[What is being asked] Can you rewrite the data from its first line through the line containing "24], [80, 32]]", including that line, with "khaki" replaced by "beige" and nothing else changed? Leave the pictures out of your answer.

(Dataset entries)
==*==

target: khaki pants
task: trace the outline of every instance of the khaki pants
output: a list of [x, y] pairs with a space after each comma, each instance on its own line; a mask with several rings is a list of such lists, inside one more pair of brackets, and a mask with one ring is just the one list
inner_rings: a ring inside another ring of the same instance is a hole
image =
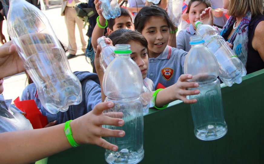
[[80, 37], [82, 44], [82, 50], [84, 52], [85, 52], [86, 43], [84, 40], [82, 31], [84, 21], [78, 18], [75, 10], [71, 7], [66, 7], [65, 8], [65, 15], [64, 18], [68, 31], [68, 39], [69, 40], [68, 48], [70, 54], [75, 55], [77, 52], [77, 45], [75, 38], [75, 23], [77, 24], [80, 32]]

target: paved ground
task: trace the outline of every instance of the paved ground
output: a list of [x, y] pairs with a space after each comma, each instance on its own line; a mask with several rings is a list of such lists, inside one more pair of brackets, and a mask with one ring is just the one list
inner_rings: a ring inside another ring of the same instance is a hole
[[[52, 2], [53, 1], [53, 2]], [[59, 39], [65, 45], [68, 45], [68, 36], [64, 17], [61, 16], [61, 6], [58, 5], [52, 5], [59, 1], [51, 1], [50, 8], [43, 12], [49, 19], [55, 33]], [[3, 32], [7, 39], [8, 38], [6, 29], [6, 24], [5, 20], [3, 24]], [[75, 29], [75, 36], [78, 47], [77, 54], [83, 54], [81, 48], [81, 44], [80, 39], [80, 35], [77, 27]], [[84, 35], [87, 32], [87, 28], [83, 29]], [[85, 36], [86, 40], [88, 37]], [[68, 53], [67, 53], [68, 55]], [[78, 55], [76, 57], [69, 60], [70, 65], [73, 71], [92, 71], [92, 68], [91, 65], [86, 61], [84, 55]], [[18, 96], [21, 96], [24, 89], [26, 86], [26, 76], [21, 73], [11, 77], [6, 78], [4, 82], [4, 90], [3, 94], [5, 99], [12, 99], [13, 100]]]

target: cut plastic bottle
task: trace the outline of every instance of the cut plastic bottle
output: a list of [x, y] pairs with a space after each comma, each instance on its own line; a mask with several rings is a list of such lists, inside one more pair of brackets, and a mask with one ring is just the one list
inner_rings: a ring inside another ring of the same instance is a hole
[[38, 98], [49, 112], [65, 112], [82, 101], [80, 81], [71, 72], [65, 52], [42, 12], [24, 0], [10, 0], [8, 33]]

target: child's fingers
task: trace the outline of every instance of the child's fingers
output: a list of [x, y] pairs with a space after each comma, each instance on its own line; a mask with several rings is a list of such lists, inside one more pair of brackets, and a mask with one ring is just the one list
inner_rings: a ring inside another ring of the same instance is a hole
[[102, 138], [98, 138], [94, 141], [94, 144], [99, 146], [106, 149], [116, 151], [118, 150], [118, 147], [113, 144], [110, 144]]
[[[97, 1], [98, 2], [98, 1], [97, 0]], [[101, 5], [101, 3], [102, 2], [101, 2], [101, 1], [99, 1], [98, 3], [97, 3], [96, 4], [95, 3], [95, 0], [94, 3], [95, 4], [95, 9], [96, 10], [96, 11], [97, 11], [98, 12], [98, 11], [99, 11], [100, 10], [100, 5]]]
[[186, 80], [190, 79], [193, 78], [193, 76], [190, 74], [183, 74], [179, 78], [178, 80], [181, 81], [184, 81]]
[[191, 99], [189, 100], [186, 98], [182, 100], [183, 102], [185, 104], [194, 104], [197, 102], [197, 100], [196, 99]]
[[95, 115], [99, 115], [101, 114], [104, 110], [112, 108], [114, 106], [114, 103], [111, 101], [101, 102], [95, 106], [92, 112]]
[[98, 116], [94, 121], [94, 125], [108, 125], [121, 126], [124, 125], [124, 120], [120, 118], [112, 118], [105, 115], [101, 115]]
[[189, 95], [198, 95], [200, 93], [200, 91], [198, 90], [184, 90], [183, 92], [181, 93], [181, 95], [184, 96]]
[[180, 83], [179, 86], [181, 88], [197, 88], [199, 86], [199, 84], [197, 83], [183, 82]]
[[125, 132], [119, 130], [113, 130], [107, 128], [101, 128], [93, 129], [94, 135], [100, 137], [122, 137], [125, 135]]
[[124, 116], [124, 114], [122, 112], [110, 112], [104, 113], [103, 114], [104, 115], [112, 118], [122, 118]]
[[187, 99], [186, 96], [183, 97], [181, 100], [185, 104], [194, 104], [197, 102], [197, 100], [196, 99]]

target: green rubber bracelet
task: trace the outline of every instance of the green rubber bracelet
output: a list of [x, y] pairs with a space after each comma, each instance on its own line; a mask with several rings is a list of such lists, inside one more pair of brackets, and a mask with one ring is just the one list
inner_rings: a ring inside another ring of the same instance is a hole
[[[154, 94], [153, 94], [153, 97], [154, 97], [154, 102], [155, 102], [156, 101], [156, 97], [157, 97], [157, 94], [158, 94], [158, 93], [159, 93], [159, 92], [160, 92], [163, 89], [162, 88], [158, 89], [156, 90], [156, 91], [155, 91], [155, 92], [154, 92]], [[166, 104], [164, 105], [162, 107], [160, 107], [160, 108], [157, 107], [155, 105], [154, 105], [154, 107], [155, 107], [156, 109], [163, 109], [167, 108], [168, 105], [169, 104]]]
[[176, 33], [178, 31], [178, 29], [175, 30], [175, 31], [170, 31], [170, 33]]
[[71, 127], [70, 126], [70, 123], [72, 121], [72, 120], [68, 121], [65, 123], [65, 126], [64, 127], [64, 132], [65, 133], [65, 135], [67, 137], [68, 140], [71, 145], [73, 147], [76, 147], [80, 145], [77, 144], [77, 143], [74, 140], [73, 137], [72, 137], [72, 133], [71, 132]]
[[99, 23], [99, 17], [100, 16], [98, 16], [98, 17], [97, 17], [97, 19], [96, 19], [96, 22], [97, 23], [97, 25], [98, 25], [98, 26], [99, 26], [99, 27], [101, 28], [104, 28], [107, 27], [107, 20], [106, 19], [105, 20], [105, 26], [103, 27], [100, 24], [100, 23]]
[[198, 24], [203, 24], [203, 23], [202, 23], [202, 22], [198, 22], [198, 23], [196, 23], [196, 24], [195, 24], [195, 28], [197, 28], [197, 26]]
[[132, 53], [131, 50], [115, 50], [114, 53], [118, 54], [127, 54]]

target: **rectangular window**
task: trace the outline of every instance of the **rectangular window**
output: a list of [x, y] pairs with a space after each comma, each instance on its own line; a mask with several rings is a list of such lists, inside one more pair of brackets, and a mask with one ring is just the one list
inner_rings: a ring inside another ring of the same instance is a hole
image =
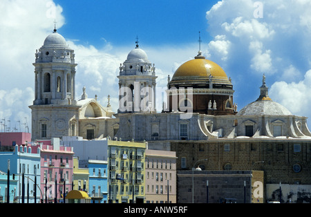
[[245, 135], [249, 137], [254, 135], [254, 126], [245, 126]]
[[183, 157], [181, 158], [181, 167], [185, 169], [186, 166], [186, 158]]
[[187, 124], [180, 124], [180, 136], [187, 136]]
[[274, 125], [273, 126], [273, 136], [281, 136], [282, 135], [282, 126]]
[[86, 131], [86, 139], [88, 140], [94, 139], [94, 129], [88, 129]]
[[283, 144], [278, 144], [278, 151], [284, 151], [284, 146]]
[[300, 144], [294, 144], [294, 152], [300, 152], [301, 147]]
[[75, 135], [75, 124], [71, 124], [71, 135]]
[[225, 144], [223, 147], [225, 151], [230, 151], [230, 144]]
[[46, 129], [47, 129], [47, 126], [46, 124], [42, 124], [41, 125], [41, 138], [46, 138]]

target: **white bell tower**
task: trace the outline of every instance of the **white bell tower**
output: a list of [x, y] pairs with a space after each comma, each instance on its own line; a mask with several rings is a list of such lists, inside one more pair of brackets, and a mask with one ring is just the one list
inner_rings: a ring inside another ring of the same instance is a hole
[[75, 100], [74, 50], [54, 29], [36, 50], [32, 140], [77, 135], [79, 106]]
[[118, 113], [156, 112], [156, 68], [144, 50], [136, 47], [120, 64]]
[[75, 104], [75, 54], [56, 29], [37, 50], [34, 104]]

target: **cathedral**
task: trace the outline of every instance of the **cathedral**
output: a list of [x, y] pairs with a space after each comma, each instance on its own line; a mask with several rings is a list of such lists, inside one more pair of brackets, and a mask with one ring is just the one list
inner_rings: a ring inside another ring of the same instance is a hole
[[176, 151], [180, 171], [205, 159], [196, 165], [202, 171], [263, 171], [267, 191], [274, 192], [282, 182], [311, 195], [307, 117], [292, 114], [269, 97], [265, 75], [254, 93], [258, 99], [238, 111], [232, 78], [199, 50], [168, 76], [167, 99], [156, 111], [155, 64], [137, 43], [120, 66], [115, 113], [109, 103], [103, 106], [96, 97], [88, 98], [85, 87], [81, 99], [75, 99], [74, 50], [56, 30], [36, 52], [33, 65], [33, 140], [145, 140], [149, 149]]

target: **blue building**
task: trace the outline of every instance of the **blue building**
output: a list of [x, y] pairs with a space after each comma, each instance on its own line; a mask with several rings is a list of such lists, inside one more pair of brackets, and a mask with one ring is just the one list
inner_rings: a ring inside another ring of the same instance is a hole
[[106, 160], [88, 160], [88, 189], [91, 202], [107, 202], [108, 162]]
[[[8, 171], [8, 160], [10, 160], [10, 201], [35, 203], [35, 202], [39, 203], [42, 192], [39, 188], [41, 169], [39, 146], [16, 145], [12, 151], [0, 151], [0, 171], [6, 173]], [[12, 177], [11, 178], [12, 174], [15, 174], [14, 180]], [[4, 176], [7, 178], [7, 175]], [[1, 180], [1, 183], [3, 182]], [[7, 181], [5, 182], [6, 184]], [[6, 195], [2, 190], [2, 186], [1, 194]], [[4, 187], [3, 188], [6, 189]]]

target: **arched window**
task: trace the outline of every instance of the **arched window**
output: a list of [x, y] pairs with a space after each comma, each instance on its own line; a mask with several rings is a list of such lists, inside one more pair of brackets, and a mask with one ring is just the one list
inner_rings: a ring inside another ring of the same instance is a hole
[[50, 92], [50, 75], [45, 73], [44, 76], [44, 92]]
[[67, 93], [71, 93], [71, 76], [67, 74]]
[[56, 87], [56, 91], [57, 92], [61, 92], [62, 91], [62, 85], [61, 85], [61, 79], [60, 77], [57, 77], [57, 87]]

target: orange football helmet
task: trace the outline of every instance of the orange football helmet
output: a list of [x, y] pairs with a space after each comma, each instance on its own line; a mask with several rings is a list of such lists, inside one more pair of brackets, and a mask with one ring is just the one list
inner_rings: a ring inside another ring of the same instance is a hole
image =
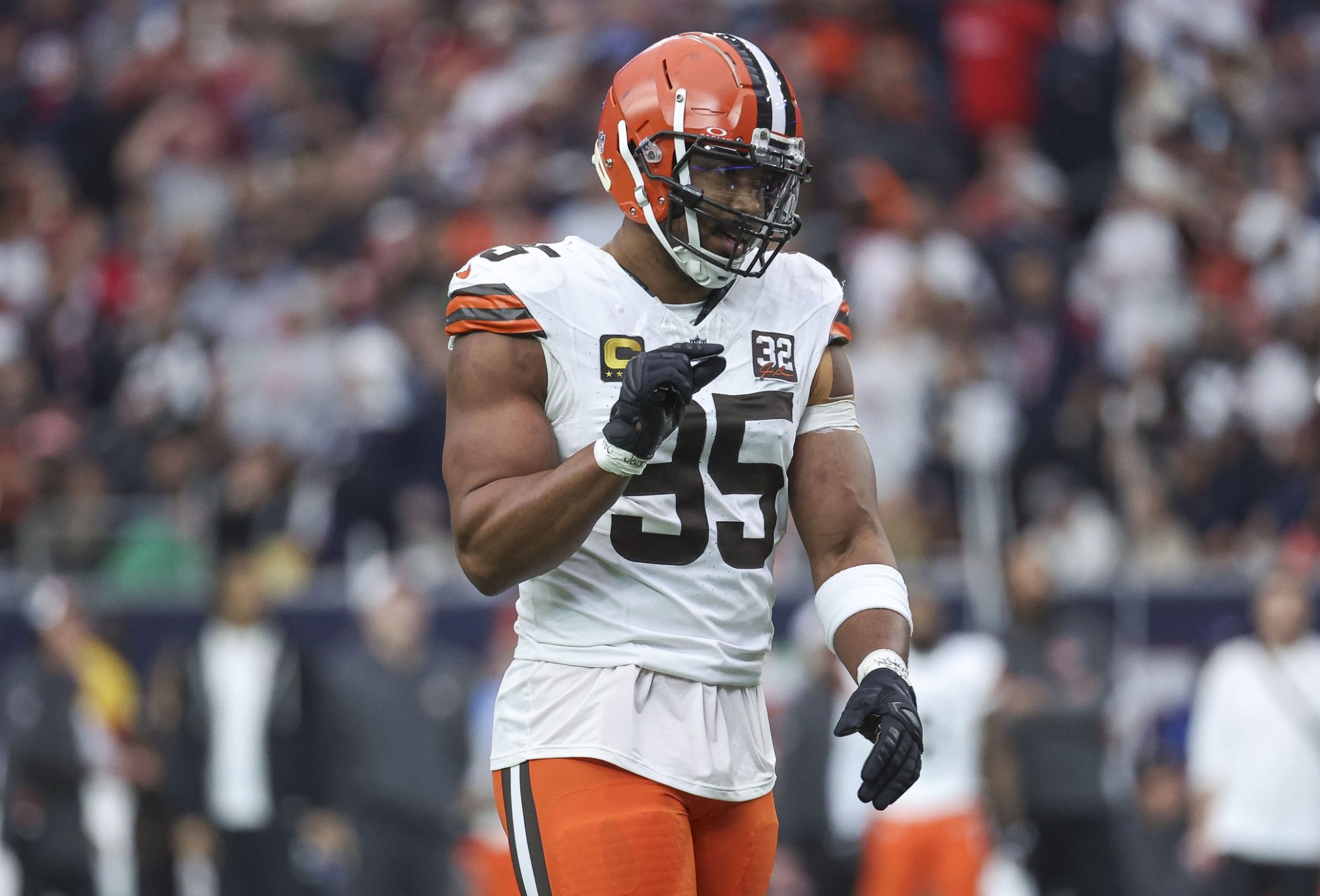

==*==

[Reply to the exercise]
target: beige pants
task: trace the outline of every instance of the beige pants
output: a list of [x, y] pairs with a space after each comma, each instance on its own line; a mask with several rings is a list of such lists, inside one more pair of brackets, and a mask with one ring is just the one list
inner_rings: a ring inside another ring of the same instance is a hole
image =
[[80, 37], [82, 44], [82, 50], [84, 52], [85, 52], [86, 43], [84, 40], [82, 31], [84, 21], [78, 18], [75, 10], [71, 7], [66, 7], [65, 8], [65, 15], [64, 18], [68, 31], [68, 39], [69, 40], [68, 48], [70, 54], [75, 55], [77, 52], [77, 45], [75, 38], [75, 23], [77, 24], [80, 32]]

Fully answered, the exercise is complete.